**SOURCE PASSAGE**

The non–receptor protein tyrosine, Src, is a 60-kDa protein that is the archetypal member of a nine-gene family, including Src, Yes, Fyn, Lyn, Lck, Hck, Fgr, Blk, and Yrk, that plays a critical role in regulation of proliferation, differentiation, migration, adhesion, invasion, angiogenesis, and immune function (for detailed reviews, see refs. 1–4). All Src family kinases are myristoylated at the NH2 terminus, and several are additionally palmitoylated downstream of the myristoylation site. These fatty acid moieties are required for localization to cellular membranes. Each Src family kinase contains a poorly conserved (“unique”) domain and three conserved Src homology domains: SH2, SH3, and SH1 or protein tyrosine kinase domain. Critical to the regulation of Src is a COOH-terminal tyrosine (Y530) that, when phosphorylated by C-terminal Src kinase (Csk), leads to a more inactive Src conformation, as has been shown by numerous molecular studies and confirmed by crystal structures (5). An autophosphorylation site (Y418) is indicative of, but not entirely diagnostic for, Src activation. Biochemical and structural studies have discerned the general mechanism by which Src activity is regulated (6).

**EXERCISE OBJECTIVE**
Continue the passage on the Src tyrosine kinase family, picking up after its final sentence.

**DATA SHOWN**
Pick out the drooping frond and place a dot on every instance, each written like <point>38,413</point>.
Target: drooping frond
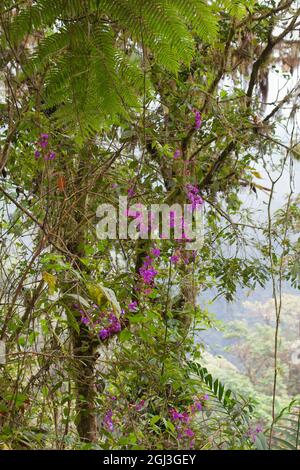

**YOUR RESPONSE**
A myriad of cellular stimuli, including polypeptide growth factors, hormones, integrin aggregation, stress, cell cycle progression, and undoubtedly others, lead to the phosphorylation of signaling proteins for which the Src SH2 domain has higher affinity than for its own COOH-terminal phosphorylated site. Src thus associates with numerous proteins (depending on the input signal) and assumes an active conformation through phosphatase-mediated dephosphorylation of Y530 and autophosphorylation of Y418. Through its SH2 and SH3 domains, Src further associates with structural and signaling proteins, and the resulting complexes are critical to Src's role in diverse cellular processes, as illustrated in Fig. 1. Specificity of Src signaling stems from the composition of these complexes as well as their duration and subcellular localization and may be additionally influenced by phosphorylation sites on Src mediated by protein kinase C, protein kinase A, cdc2 kinase, and growth factor receptors (7). In turn, Src substrates include signaling enzymes, cytoskeletal proteins, mitotic regulators, etc. (8).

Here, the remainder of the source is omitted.